## Source passage:
Latest News
Restoring faith and self-esteem: Dr Richard Corrigall on the importance of creativity in mental health care
Create’s creative:tandem programme works with patients at Snowsfields Adolescent Unit at Maudsley Hospital in south London – an open unit offering mental health care for adolescents with a serious mental illness who require hospital admission. In April we ran a visual art project and are returning in August with jewellery and music projects. All are run by our professional artists.
Dr Richard Corrigall, a consultant adolescent psychiatrist at Snowsfields, told us about the importance of creativity in mental health care:
“Mental ill-health is thinking about yourself being difficult or problematic. To recover is therefore to restore yourself, and helping someone do that can feel enormously satisfying as a doctor, particularly when working with teenagers: they’re at the beginning of their lives and are beginning to become independent, new people.
“Our patients at Snowsfields are people for whom outpatient care is not safe or sustainable. Mostly it’s crisis admissions; a big chunk tends to be self-harming of a serious nature, suicide-related. Typically patients come in with emotionally unstable personality disorder, as in difficult mood changes and complicated social pressures. Those with psychosis and psychotic-related illnesses are another big group.
“With any mental health care, the key elements are biological, psychological and social. They’re all extremely important, it’s not that there’s just one area you need to be focusing on. Variety is what I’ve always been keen on. It’s very important to have the medical stuff and the diagnosis and prescribing, but that should fit into the broader objective of helping people to restore their lives in a rich way. It’s not just saying “These symptoms have gone away” - they’ve restored their real lives.
“Imagine you’ve got a mental illness, you’ve been in hospital – you can be very self-destructive or self-critical. So we try to restore some kind of faith and self-esteem, and I think creative things can be really good at that. There’s also the importance of shared respect. If people feel that they’ve been understood, then you’ve got a better chance of sharing the ideas and the advice you may want to give. Sometimes we have to make strong recommendations about medications which some patients can be quite resistant to. But I think having that dialogue can be more positive if you’ve given a young person the opportunity to express their feelings in different ways. You’ve demonstrated that you have real respect for them as a complicated individual, rather than just being a doctor saying: “You’ve got to do this”.
“Over the years, I’ve been prone to depressive episodes myself. In 2013 it got really severe, to the point of breakdown. When I recovered and felt optimism and interest again, after going through loads of time being negative and self-critical, I went to an art talk. One artist who was talked about was a person who’d been a mental health service user herself, and when I saw some of her art I was hugely inspired. It was related to her mental health crisis and stuff she’d been through. I really related to her art; I could understand what it meant. And then that gave me the idea of suddenly playing around with art.

## Data under study:
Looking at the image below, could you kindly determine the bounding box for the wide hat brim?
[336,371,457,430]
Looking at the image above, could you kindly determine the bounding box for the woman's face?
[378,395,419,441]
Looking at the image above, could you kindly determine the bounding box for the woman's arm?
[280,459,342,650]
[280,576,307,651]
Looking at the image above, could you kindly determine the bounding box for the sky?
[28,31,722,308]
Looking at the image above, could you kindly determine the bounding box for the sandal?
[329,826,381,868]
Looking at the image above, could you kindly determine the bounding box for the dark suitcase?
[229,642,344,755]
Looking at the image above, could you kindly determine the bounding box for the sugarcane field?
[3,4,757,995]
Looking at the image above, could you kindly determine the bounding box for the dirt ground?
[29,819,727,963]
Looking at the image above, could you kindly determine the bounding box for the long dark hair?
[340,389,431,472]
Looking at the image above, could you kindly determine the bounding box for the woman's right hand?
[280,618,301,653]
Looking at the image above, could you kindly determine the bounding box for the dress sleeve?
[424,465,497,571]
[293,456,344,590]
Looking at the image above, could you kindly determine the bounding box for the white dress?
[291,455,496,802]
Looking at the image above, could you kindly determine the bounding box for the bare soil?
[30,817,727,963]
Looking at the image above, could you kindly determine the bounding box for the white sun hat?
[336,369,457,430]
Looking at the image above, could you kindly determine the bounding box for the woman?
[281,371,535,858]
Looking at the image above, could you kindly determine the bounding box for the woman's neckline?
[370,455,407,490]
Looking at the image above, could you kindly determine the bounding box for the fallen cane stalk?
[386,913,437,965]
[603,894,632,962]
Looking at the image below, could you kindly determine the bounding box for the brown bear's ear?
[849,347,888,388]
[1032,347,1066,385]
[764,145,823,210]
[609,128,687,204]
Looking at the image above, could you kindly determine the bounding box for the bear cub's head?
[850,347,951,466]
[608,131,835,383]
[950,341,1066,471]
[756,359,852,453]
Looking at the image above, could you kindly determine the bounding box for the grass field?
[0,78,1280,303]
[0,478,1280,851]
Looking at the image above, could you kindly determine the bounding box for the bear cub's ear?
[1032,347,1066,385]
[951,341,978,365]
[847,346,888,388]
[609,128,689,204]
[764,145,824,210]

## The task:
Copy the piece on creativity in mental health care, beginning at the words "Dr Richard Corrigall, a" and stopping after "another big group.". Swap "teenagers" for "adolescents". The records aren't needed here.

## Result for this task:
Dr Richard Corrigall, a consultant adolescent psychiatrist at Snowsfields, told us about the importance of creativity in mental health care:
“Mental ill-health is thinking about yourself being difficult or problematic. To recover is therefore to restore yourself, and helping someone do that can feel enormously satisfying as a doctor, particularly when working with adolescents: they’re at the beginning of their lives and are beginning to become independent, new people.
“Our patients at Snowsfields are people for whom outpatient care is not safe or sustainable. Mostly it’s crisis admissions; a big chunk tends to be self-harming of a serious nature, suicide-related. Typically patients come in with emotionally unstable personality disorder, as in difficult mood changes and complicated social pressures. Those with psychosis and psychotic-related illnesses are another big group.